* [WRITTEN EXERCISE]: Rewrite the entries below so that "innermost point" becomes "most central point" everywhere and nothing else changes.
==== EXTRACTED INFORMATION ====
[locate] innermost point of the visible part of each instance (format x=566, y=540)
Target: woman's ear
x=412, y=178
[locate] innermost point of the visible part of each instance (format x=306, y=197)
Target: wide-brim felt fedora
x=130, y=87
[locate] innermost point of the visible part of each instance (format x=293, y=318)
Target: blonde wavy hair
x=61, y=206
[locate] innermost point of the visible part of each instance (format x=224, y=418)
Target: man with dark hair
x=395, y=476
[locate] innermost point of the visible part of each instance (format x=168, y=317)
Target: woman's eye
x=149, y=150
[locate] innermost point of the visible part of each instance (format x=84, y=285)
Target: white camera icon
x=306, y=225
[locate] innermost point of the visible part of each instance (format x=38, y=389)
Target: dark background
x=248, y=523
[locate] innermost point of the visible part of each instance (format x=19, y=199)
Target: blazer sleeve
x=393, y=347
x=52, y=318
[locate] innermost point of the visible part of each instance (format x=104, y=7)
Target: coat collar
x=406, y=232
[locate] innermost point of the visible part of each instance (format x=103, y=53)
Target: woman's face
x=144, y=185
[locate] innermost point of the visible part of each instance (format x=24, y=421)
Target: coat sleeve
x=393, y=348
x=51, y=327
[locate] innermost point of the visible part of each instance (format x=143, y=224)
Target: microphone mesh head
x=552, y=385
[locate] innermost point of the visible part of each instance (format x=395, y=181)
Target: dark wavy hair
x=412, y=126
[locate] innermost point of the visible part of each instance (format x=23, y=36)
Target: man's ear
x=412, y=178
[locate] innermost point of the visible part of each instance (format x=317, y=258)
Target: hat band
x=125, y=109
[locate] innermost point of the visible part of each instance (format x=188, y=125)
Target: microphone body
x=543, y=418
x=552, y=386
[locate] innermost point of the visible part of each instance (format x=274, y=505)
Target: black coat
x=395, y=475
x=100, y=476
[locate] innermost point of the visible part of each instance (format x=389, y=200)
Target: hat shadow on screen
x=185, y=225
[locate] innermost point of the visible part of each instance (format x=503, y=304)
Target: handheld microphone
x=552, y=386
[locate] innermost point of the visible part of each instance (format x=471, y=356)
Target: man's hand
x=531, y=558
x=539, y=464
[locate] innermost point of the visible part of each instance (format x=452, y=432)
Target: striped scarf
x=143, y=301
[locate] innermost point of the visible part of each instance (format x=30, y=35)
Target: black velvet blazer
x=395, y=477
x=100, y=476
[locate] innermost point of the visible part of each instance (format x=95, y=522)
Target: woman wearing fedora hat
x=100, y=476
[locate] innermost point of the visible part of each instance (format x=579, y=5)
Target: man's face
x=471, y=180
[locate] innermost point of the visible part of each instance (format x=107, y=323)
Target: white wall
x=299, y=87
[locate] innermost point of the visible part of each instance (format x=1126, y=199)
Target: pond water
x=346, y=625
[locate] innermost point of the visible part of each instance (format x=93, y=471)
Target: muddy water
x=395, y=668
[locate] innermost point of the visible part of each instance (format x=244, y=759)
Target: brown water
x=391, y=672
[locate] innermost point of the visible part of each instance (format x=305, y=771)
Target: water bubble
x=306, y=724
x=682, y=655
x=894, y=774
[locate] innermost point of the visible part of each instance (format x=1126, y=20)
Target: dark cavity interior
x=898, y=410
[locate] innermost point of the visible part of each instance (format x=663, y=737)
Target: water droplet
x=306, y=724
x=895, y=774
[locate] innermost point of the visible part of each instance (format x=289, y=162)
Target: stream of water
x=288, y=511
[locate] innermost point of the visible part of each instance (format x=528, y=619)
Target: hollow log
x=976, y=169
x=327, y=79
====
* [RESULT]:
[locate] most central point of the visible part of each instance (format x=566, y=540)
Target: woman's ear
x=412, y=178
[locate] most central point of the visible part of each instance (format x=306, y=197)
Target: wide-brim felt fedora
x=130, y=87
[locate] most central point of the visible part of each instance (format x=293, y=318)
Target: blonde wavy hair
x=61, y=206
[locate] most central point of the visible part of each instance (format x=224, y=418)
Target: man with dark hair
x=395, y=476
[locate] most central point of the visible part of each instance (format x=168, y=317)
Target: woman's eye
x=149, y=150
[locate] most central point of the visible part of each instance (format x=84, y=285)
Target: white camera icon
x=306, y=225
[locate] most central point of the visible part of each instance (format x=38, y=389)
Target: dark background
x=248, y=523
[locate] most central point of the visible part of each instance (format x=19, y=199)
Target: blazer sleeve
x=393, y=347
x=52, y=318
[locate] most central point of the visible part of each instance (format x=104, y=7)
Target: coat collar
x=406, y=232
[locate] most central point of the visible part of each instance (format x=103, y=53)
Target: woman's face
x=144, y=185
[locate] most central point of the visible part of each instance (format x=24, y=421)
Target: coat sleeve
x=393, y=348
x=51, y=327
[locate] most central point of the visible part of each instance (format x=143, y=224)
Target: microphone mesh head
x=552, y=385
[locate] most central point of the visible part of each instance (format x=395, y=181)
Target: dark wavy hair
x=412, y=126
[locate] most central point of the visible part of each instance (format x=23, y=36)
Target: man's ear
x=412, y=178
[locate] most central point of the visible part of each instance (format x=317, y=258)
Target: hat band
x=125, y=109
[locate] most central point of the visible part of each instance (format x=188, y=125)
Target: microphone body
x=543, y=418
x=552, y=386
[locate] most central point of the visible part of each instance (format x=274, y=505)
Target: black coat
x=395, y=475
x=100, y=476
[locate] most central point of the visible part of each instance (format x=389, y=200)
Target: hat shadow on screen
x=185, y=225
[locate] most central point of the visible part of each instance (format x=503, y=304)
Target: handheld microphone
x=552, y=386
[locate] most central point of the visible part of each instance (format x=471, y=356)
Target: man's hand
x=531, y=558
x=539, y=464
[locate] most central point of the visible part of each instance (format x=452, y=432)
Target: striped scarf
x=143, y=301
[locate] most central point of the visible part of each instance (format x=30, y=35)
Target: black velvet blazer
x=395, y=477
x=100, y=476
[locate] most central point of the visible part of each instance (format x=95, y=522)
Target: woman wearing fedora hat
x=100, y=476
[locate] most central point of the visible part of each instance (format x=579, y=5)
Target: man's face
x=471, y=180
[locate] most central point of the visible part of each instance (format x=107, y=323)
Target: white wall
x=299, y=87
[locate] most central point of the visible part of each instance (format x=1126, y=199)
Target: pond water
x=346, y=625
[locate] most central point of the visible part of each instance (format x=93, y=471)
Target: muddy water
x=395, y=668
[locate] most central point of the visible part of each instance (format x=244, y=759)
Target: brown water
x=391, y=672
[locate] most central point of the visible part of each instance (format x=305, y=771)
Target: water bubble
x=306, y=724
x=682, y=655
x=894, y=774
[locate] most central point of the visible part of each instance (format x=1126, y=20)
Target: dark cavity interior
x=898, y=410
[locate] most central point of the visible part of each instance (format x=663, y=737)
Target: water droplet
x=306, y=724
x=895, y=774
[locate] most central point of the visible part of each instance (format x=289, y=162)
Target: stream of water
x=288, y=511
[locate] most central point of the visible part of each instance (format x=528, y=619)
Target: hollow log
x=976, y=169
x=327, y=79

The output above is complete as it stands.